▸ What the exercise asks
Every entry should be repeated exactly. Omit the pictures.

▸ Material supplied
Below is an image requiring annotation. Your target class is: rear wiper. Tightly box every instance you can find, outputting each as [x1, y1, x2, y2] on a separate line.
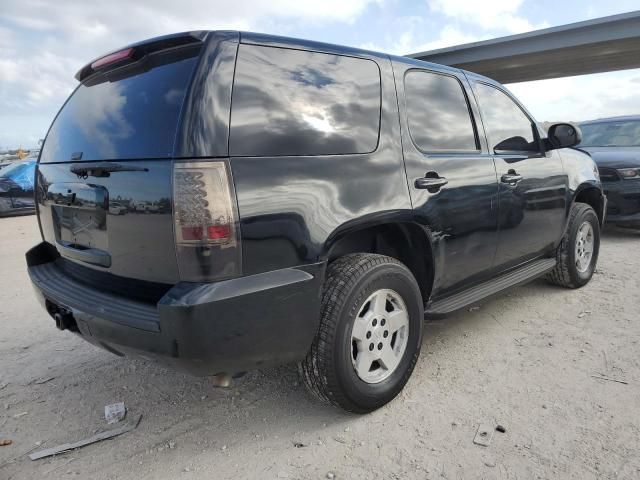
[71, 162, 149, 178]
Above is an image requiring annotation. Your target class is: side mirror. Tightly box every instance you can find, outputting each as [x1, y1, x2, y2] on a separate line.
[546, 123, 582, 150]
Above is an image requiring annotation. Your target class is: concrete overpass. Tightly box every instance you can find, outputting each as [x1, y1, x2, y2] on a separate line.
[409, 11, 640, 84]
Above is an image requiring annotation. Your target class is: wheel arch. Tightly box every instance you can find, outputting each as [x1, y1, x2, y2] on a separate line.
[320, 213, 435, 305]
[573, 183, 606, 226]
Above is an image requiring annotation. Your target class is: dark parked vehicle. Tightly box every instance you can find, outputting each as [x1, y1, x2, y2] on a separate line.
[579, 115, 640, 227]
[27, 31, 605, 412]
[0, 159, 36, 216]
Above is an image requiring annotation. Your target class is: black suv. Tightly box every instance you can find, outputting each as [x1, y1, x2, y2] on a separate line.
[27, 31, 605, 413]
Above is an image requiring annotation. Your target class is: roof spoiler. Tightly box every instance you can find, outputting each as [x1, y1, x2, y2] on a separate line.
[75, 31, 208, 82]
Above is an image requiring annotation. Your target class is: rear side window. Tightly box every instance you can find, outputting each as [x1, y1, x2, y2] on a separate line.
[404, 70, 477, 152]
[40, 50, 199, 163]
[230, 44, 381, 157]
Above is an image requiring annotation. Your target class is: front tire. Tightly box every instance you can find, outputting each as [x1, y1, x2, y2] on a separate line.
[299, 254, 423, 413]
[546, 203, 600, 288]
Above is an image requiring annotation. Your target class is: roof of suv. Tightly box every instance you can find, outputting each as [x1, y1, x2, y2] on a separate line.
[78, 29, 498, 87]
[238, 31, 498, 85]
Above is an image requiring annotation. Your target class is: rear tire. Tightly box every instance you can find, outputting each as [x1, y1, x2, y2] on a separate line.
[299, 254, 423, 413]
[546, 203, 600, 288]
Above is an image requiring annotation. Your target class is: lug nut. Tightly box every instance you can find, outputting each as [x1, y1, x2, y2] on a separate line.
[381, 319, 386, 326]
[366, 331, 372, 339]
[369, 343, 374, 351]
[377, 343, 383, 350]
[372, 319, 377, 327]
[383, 330, 389, 338]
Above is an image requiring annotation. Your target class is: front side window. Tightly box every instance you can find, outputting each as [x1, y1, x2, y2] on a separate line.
[404, 70, 477, 152]
[230, 45, 381, 157]
[475, 83, 538, 153]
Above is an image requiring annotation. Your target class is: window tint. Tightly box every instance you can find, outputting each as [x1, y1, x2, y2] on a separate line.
[404, 70, 477, 152]
[40, 50, 199, 163]
[475, 83, 538, 153]
[230, 45, 381, 157]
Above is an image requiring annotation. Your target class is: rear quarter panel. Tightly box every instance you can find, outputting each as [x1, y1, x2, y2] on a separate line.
[229, 47, 412, 275]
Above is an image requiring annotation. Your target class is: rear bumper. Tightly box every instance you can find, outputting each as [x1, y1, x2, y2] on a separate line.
[603, 180, 640, 226]
[27, 242, 324, 376]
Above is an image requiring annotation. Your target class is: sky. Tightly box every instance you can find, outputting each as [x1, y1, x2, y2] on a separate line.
[1, 0, 639, 149]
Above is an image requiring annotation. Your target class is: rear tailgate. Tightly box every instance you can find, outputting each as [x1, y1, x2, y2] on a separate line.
[37, 161, 177, 285]
[36, 36, 202, 290]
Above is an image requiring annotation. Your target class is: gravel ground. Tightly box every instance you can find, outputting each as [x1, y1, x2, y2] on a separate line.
[1, 214, 639, 479]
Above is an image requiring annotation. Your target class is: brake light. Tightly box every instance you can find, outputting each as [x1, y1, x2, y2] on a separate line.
[90, 48, 134, 70]
[172, 161, 241, 282]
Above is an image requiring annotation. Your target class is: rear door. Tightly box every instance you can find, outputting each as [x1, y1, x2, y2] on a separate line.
[469, 79, 567, 269]
[393, 62, 499, 297]
[36, 43, 202, 287]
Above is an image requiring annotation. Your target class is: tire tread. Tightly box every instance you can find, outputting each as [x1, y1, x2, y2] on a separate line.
[546, 202, 596, 288]
[299, 253, 412, 412]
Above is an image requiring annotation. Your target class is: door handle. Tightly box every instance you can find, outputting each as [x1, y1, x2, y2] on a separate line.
[415, 174, 448, 191]
[501, 172, 523, 185]
[55, 240, 112, 268]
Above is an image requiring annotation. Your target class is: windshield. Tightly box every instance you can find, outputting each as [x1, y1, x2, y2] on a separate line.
[579, 120, 640, 147]
[0, 161, 36, 189]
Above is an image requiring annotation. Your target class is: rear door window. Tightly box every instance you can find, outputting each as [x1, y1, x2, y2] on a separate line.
[40, 49, 199, 163]
[404, 70, 478, 152]
[230, 44, 381, 157]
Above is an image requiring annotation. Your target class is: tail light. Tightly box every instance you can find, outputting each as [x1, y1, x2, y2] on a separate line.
[172, 160, 241, 282]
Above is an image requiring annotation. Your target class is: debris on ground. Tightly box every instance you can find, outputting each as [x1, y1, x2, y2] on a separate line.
[32, 376, 56, 385]
[468, 306, 480, 312]
[473, 424, 494, 447]
[0, 439, 12, 446]
[29, 414, 142, 460]
[326, 472, 336, 479]
[12, 412, 28, 418]
[495, 425, 506, 433]
[591, 374, 628, 385]
[104, 402, 127, 424]
[293, 441, 307, 448]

▸ Solution
Below is an image requiring annotation. Your target class is: rear wiper. Tightly box every instance you can find, outputting each as [x1, y1, x2, y2] on a separate line.
[71, 162, 149, 178]
Above is an image requiring annotation. Your target class is: side mirror. Tightly box every instance you can find, outputting each as [x1, y1, x2, y2] on a separate line.
[546, 123, 582, 150]
Above is an image requiring annotation. Your target class is: concrete overpass. Tightly box every instance you can find, outputting each as [x1, y1, x2, y2] on a separate line.
[409, 11, 640, 84]
Above is an image requiring annotation. Your target class is: wheel arch. Tightly box every instance you can find, outputting each as [x1, y1, x2, y2] on a separate line.
[320, 213, 435, 305]
[573, 183, 606, 226]
Above is an image requiring annotation. Your target class is: dark parked vehicle. Tightly box every instance you can find, outputting each as [x1, y1, x2, y2] on a separate line.
[579, 115, 640, 227]
[27, 31, 605, 412]
[0, 159, 36, 216]
Above is an image requiring annotation. Your target class is: black suv. Tightly box every instance you can find, outputting each as [x1, y1, x2, y2] on a separate line.
[27, 31, 605, 413]
Above is an image requiring annotation. Your target class is: roof spoiler. Tightly box every instance you can find, outputting each as [x1, y1, x2, y2] on a separate line.
[75, 31, 208, 82]
Above is an image requiring annotation. Your target class is: rear side window. Tightly box every instance you can find, outputting each as [x1, y1, x2, y2] on a separate line.
[404, 70, 477, 152]
[40, 50, 199, 163]
[230, 44, 381, 157]
Above is an image requiring annotation. Your target class is: front tire. Tightly box every instance you can find, outputting each as [x1, y1, x2, y2] on a separate line.
[299, 254, 423, 413]
[546, 203, 600, 288]
Above is an image requiring annotation. Your target class is: roof of suv. Tightly box every instance you can find, outputting each as [x1, y1, x2, y2] on a separate line.
[78, 29, 498, 87]
[238, 31, 498, 85]
Above is an image requiring annotation. Your target class is: rear tire. Tightly box every instance you can find, outputting each as [x1, y1, x2, y2] on a separate line.
[299, 254, 423, 413]
[546, 203, 600, 288]
Above is an image requiring annotation. Your target class is: lug nut. Tightly box every instance you can find, outputting each as [x1, y1, x2, y2] on a separate line.
[381, 319, 386, 326]
[366, 331, 372, 339]
[369, 343, 374, 351]
[377, 343, 383, 350]
[372, 319, 377, 327]
[383, 330, 389, 338]
Above is an image requiring annotation. Your target class is: front side window. Tightly box every instance you can find, outputting each as [x1, y1, x2, y2] on a separate line.
[404, 70, 477, 152]
[230, 45, 381, 157]
[475, 83, 538, 153]
Above is an image requiring annotation. Your target class is: window tint. Tightly box every instance you can find, outputting each as [x1, y1, x2, y2] on a separate line.
[404, 70, 477, 152]
[40, 50, 199, 163]
[475, 83, 538, 153]
[230, 45, 381, 157]
Above is an image requiring annotation. Your target class is: rear quarter panel. Tightly box every instance you can find, outputting each as [x1, y1, x2, y2] on a separate line.
[229, 47, 412, 275]
Above is an image requiring annotation. Your target class is: rear bumper. Tightly box every instance you can find, outputting each as [x1, y1, x2, y2] on a separate line.
[603, 180, 640, 226]
[27, 242, 324, 376]
Above is an image requiring annotation. Your target class is: sky. Tightly box every instance you can find, outputting each as [x1, y1, x2, y2] on a separate line.
[1, 0, 639, 149]
Above is an image requiring annotation. Your target class is: rear tailgate. Tightly box every instance you can find, outputting each as [x1, y1, x2, y2] on a separate line.
[37, 161, 177, 285]
[36, 36, 202, 290]
Above is an image requiring annotation. Your target class is: gravel ground. Tightly box every instance you can find, outputting each as [x1, y1, x2, y2] on a separate line.
[1, 214, 639, 479]
Above is an image requiring annotation. Your target class is: brake light. Tightly box every instance you can find, outputting each as [x1, y1, x2, y2] on a separate line.
[90, 48, 134, 70]
[172, 161, 241, 282]
Above is an image requiring annotation. Your target class is: rear door. Tightly box every instance you can find, outputting each as [x1, y1, x2, y2] on a separate line.
[469, 79, 567, 269]
[393, 62, 499, 297]
[36, 43, 202, 287]
Above is an image requiring annotation. Your target class is: tire tread. Tightly box every instance you can find, outputting each as [x1, y1, x2, y2] on a separate line.
[546, 202, 596, 288]
[299, 253, 412, 412]
Above is an image requiring annotation. Your target class is: door handle. Tightly box every instance you can find, outputting each as [x1, y1, x2, y2] on a separate line.
[415, 174, 448, 191]
[501, 172, 523, 185]
[55, 240, 112, 268]
Above is an image requiring annotation. Your target class is: windshield. Tightly box every instance you can find, outputting each as [x1, y1, x2, y2] on a separate line.
[579, 120, 640, 147]
[0, 161, 36, 189]
Above is an image requiring annotation. Your target class is: rear door window. Tightly box every instance you can find, outputting each as [x1, y1, x2, y2] on a separate line.
[40, 49, 199, 163]
[404, 70, 478, 152]
[230, 44, 381, 157]
Above is an image requiring annotation. Your target class is: tail light. Tightly box every instance you can find, outputting each as [x1, y1, x2, y2] on a separate line.
[172, 160, 241, 282]
Above is an image requiring annotation. Your target class is: debris on ground. Tightly box every instance you can find, outputting each as [x1, y1, x2, y2] on a separate line.
[32, 376, 56, 385]
[468, 306, 480, 312]
[473, 424, 494, 447]
[0, 439, 12, 446]
[29, 414, 142, 460]
[326, 472, 336, 479]
[12, 412, 28, 418]
[495, 425, 506, 433]
[591, 374, 628, 385]
[104, 402, 127, 424]
[293, 441, 307, 448]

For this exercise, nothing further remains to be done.